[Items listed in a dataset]
# # #

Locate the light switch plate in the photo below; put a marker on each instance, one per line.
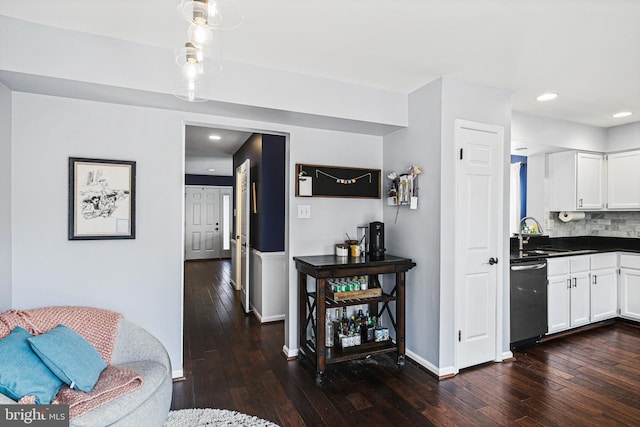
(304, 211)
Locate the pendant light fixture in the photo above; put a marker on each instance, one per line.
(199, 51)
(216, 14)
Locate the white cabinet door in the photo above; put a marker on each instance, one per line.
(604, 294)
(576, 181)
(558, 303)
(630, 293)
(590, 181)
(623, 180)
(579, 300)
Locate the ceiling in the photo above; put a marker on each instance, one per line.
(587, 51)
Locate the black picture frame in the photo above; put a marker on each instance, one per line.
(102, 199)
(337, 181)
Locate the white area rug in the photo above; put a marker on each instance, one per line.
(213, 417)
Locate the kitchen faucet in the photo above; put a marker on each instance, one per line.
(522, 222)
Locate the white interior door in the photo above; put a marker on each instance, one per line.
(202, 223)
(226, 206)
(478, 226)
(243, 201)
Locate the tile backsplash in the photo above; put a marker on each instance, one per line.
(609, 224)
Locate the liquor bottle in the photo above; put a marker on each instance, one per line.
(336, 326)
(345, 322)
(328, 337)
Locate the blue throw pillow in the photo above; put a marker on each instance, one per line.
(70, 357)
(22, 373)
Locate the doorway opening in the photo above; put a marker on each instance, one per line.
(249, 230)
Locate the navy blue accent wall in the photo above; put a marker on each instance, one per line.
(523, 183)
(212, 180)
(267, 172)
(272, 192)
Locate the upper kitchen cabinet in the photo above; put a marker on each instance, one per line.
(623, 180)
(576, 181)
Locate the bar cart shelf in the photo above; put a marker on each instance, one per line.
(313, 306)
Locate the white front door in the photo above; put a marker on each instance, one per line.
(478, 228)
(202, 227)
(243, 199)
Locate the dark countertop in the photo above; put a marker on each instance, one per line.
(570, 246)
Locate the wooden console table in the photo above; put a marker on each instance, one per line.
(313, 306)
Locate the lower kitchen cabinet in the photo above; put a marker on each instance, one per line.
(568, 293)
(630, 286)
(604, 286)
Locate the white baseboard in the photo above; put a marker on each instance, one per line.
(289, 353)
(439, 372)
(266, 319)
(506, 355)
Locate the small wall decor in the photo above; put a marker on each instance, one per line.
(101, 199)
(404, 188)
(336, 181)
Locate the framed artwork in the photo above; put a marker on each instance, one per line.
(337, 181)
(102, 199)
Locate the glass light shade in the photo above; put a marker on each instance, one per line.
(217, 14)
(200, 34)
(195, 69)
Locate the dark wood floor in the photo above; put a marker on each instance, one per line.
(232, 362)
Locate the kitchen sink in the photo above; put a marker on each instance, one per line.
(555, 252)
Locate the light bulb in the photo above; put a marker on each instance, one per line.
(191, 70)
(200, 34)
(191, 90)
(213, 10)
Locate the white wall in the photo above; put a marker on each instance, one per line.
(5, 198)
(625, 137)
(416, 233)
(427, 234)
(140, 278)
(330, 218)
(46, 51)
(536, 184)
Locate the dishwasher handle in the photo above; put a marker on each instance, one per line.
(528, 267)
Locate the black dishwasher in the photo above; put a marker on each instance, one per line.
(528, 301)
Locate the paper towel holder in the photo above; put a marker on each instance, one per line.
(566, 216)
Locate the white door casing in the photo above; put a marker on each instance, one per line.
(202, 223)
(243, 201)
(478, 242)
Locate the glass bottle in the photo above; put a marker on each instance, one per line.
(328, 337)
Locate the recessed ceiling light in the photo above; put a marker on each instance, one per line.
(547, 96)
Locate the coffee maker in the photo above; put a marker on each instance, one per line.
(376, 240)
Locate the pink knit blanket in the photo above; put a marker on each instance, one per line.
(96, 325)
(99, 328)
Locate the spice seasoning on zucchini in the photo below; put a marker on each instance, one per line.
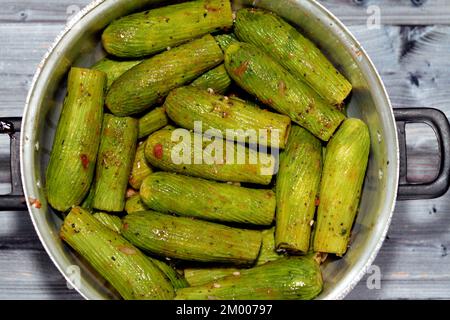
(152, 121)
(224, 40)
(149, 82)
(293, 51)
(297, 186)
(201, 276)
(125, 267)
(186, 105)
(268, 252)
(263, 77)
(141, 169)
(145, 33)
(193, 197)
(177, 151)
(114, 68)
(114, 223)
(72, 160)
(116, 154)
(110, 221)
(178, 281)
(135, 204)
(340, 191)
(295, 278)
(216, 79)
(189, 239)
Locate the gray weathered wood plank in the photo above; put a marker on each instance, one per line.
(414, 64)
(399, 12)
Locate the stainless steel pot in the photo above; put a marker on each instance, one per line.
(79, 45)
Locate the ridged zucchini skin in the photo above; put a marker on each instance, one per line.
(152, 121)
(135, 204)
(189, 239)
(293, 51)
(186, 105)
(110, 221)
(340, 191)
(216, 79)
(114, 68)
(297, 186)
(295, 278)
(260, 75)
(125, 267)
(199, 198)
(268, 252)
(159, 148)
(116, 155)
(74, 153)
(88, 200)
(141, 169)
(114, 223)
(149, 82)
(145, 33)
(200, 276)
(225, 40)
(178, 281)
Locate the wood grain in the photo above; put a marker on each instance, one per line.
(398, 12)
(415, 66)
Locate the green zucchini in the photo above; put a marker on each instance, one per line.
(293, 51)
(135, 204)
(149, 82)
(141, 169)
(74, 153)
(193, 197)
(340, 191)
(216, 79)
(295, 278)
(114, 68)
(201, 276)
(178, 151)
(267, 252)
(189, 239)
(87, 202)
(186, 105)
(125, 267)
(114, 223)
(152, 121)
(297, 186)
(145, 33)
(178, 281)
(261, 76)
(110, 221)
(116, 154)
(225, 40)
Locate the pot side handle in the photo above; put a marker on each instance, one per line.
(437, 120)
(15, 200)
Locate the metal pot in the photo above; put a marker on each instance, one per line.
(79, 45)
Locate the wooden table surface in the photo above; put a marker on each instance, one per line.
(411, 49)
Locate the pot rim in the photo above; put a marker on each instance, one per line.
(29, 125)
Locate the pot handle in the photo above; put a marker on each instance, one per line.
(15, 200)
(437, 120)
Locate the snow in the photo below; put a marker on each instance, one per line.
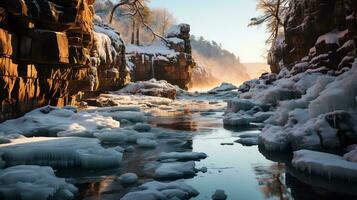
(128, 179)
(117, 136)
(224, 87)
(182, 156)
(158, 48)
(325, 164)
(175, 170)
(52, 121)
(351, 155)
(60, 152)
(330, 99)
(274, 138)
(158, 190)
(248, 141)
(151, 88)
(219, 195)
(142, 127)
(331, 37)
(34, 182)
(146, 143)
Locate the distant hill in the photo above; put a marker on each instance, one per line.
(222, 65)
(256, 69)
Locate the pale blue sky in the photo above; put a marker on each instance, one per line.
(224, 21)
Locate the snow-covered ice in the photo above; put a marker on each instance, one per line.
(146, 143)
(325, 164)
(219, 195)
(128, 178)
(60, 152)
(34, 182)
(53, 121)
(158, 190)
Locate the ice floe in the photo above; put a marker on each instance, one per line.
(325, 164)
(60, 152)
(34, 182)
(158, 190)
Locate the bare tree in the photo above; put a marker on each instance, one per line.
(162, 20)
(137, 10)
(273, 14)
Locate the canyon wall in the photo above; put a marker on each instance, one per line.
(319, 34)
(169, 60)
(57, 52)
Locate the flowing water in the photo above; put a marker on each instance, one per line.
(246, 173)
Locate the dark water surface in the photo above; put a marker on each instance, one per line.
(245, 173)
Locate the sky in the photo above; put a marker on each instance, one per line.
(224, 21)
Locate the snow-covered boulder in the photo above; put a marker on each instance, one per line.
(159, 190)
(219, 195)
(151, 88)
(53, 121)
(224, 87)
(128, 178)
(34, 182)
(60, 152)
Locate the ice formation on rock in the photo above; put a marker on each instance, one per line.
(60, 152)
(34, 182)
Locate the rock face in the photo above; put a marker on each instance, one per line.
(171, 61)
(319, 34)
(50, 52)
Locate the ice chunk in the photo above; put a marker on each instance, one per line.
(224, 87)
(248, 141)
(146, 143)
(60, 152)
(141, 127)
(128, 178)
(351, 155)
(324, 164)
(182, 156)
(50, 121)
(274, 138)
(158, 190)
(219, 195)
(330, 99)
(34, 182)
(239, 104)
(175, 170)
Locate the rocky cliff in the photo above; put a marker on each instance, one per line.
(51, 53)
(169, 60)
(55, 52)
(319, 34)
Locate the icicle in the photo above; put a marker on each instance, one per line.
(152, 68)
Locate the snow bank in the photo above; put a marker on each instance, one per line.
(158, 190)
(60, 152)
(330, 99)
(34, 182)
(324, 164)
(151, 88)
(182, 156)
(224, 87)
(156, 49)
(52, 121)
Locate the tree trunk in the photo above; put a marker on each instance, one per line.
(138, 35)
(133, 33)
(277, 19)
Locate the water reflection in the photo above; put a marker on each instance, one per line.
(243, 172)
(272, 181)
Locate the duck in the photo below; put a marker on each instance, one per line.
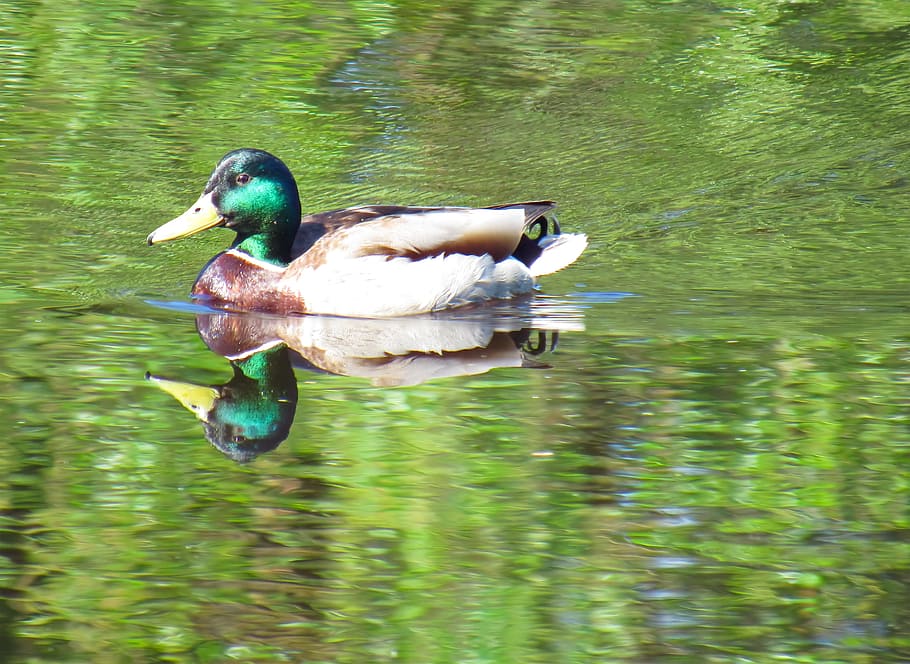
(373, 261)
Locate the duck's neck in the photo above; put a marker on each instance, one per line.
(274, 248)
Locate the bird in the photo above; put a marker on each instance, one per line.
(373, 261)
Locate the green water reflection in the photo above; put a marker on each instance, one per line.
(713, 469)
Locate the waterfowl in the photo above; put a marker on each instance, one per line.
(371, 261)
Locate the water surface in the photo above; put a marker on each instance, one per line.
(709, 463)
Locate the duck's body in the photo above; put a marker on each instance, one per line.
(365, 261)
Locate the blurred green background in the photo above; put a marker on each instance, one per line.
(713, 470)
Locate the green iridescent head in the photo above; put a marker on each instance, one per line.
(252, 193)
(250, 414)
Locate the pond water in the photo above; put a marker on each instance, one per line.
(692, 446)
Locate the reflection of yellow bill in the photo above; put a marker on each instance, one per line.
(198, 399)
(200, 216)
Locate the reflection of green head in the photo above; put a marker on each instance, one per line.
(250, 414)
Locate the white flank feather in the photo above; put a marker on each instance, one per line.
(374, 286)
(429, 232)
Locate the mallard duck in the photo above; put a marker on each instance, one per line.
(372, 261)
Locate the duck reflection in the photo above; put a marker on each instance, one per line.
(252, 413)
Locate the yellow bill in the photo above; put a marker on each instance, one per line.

# # #

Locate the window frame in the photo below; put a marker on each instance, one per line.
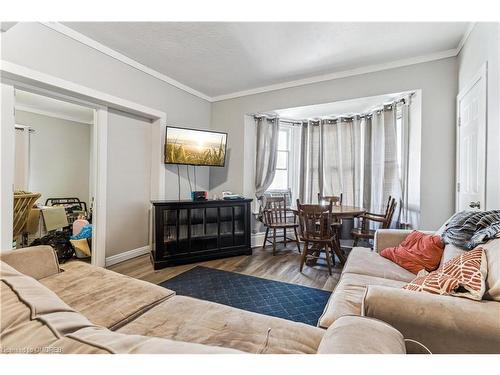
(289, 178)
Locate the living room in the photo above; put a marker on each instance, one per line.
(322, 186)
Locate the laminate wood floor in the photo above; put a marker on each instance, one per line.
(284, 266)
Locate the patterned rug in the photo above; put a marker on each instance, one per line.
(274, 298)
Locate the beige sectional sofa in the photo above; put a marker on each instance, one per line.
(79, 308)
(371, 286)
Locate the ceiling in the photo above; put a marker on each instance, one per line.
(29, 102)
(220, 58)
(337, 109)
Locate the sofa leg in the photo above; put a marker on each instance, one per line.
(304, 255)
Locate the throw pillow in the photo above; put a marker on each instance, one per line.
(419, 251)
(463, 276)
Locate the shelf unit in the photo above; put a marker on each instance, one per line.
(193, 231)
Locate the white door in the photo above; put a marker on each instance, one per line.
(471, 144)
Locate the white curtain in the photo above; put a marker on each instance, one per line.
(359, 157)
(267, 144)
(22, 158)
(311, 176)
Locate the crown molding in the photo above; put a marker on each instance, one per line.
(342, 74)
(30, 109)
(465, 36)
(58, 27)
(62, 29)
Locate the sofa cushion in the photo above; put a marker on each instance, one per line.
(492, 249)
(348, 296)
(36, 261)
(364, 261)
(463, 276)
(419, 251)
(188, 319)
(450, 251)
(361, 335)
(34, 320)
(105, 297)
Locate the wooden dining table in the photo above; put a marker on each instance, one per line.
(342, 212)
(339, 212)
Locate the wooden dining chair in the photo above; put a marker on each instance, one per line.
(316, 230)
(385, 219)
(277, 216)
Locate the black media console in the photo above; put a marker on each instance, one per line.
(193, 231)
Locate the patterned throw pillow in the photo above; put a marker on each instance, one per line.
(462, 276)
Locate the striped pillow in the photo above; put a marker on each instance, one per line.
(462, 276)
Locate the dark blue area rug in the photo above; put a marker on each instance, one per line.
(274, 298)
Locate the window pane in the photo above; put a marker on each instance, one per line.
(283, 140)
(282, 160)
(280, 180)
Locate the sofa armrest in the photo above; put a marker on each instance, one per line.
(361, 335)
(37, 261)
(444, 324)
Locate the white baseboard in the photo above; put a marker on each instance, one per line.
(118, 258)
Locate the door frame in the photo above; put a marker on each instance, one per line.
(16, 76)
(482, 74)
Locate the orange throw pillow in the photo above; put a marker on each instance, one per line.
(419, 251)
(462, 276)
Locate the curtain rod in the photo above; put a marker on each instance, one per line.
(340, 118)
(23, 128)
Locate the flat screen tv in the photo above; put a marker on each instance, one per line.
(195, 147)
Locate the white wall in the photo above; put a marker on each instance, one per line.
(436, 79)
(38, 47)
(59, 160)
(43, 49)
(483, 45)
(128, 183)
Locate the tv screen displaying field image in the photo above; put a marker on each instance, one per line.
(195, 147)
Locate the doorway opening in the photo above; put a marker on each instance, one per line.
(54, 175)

# # #

# Instructions to follow
Return every line of the listing that contains the word "dark", treating uppercase and lowercase as different.

# Answer to the problem
Locate the dark countertop in the photo above; put a marker on each instance, one per line.
Locate the dark wood floor in the photo above; put a marker on each instance, one per line.
Locate the dark water surface in the photo above; put a marker on each instance, one per line.
Locate the dark blue area rug in the photo above; put a marker on each instance, one per line.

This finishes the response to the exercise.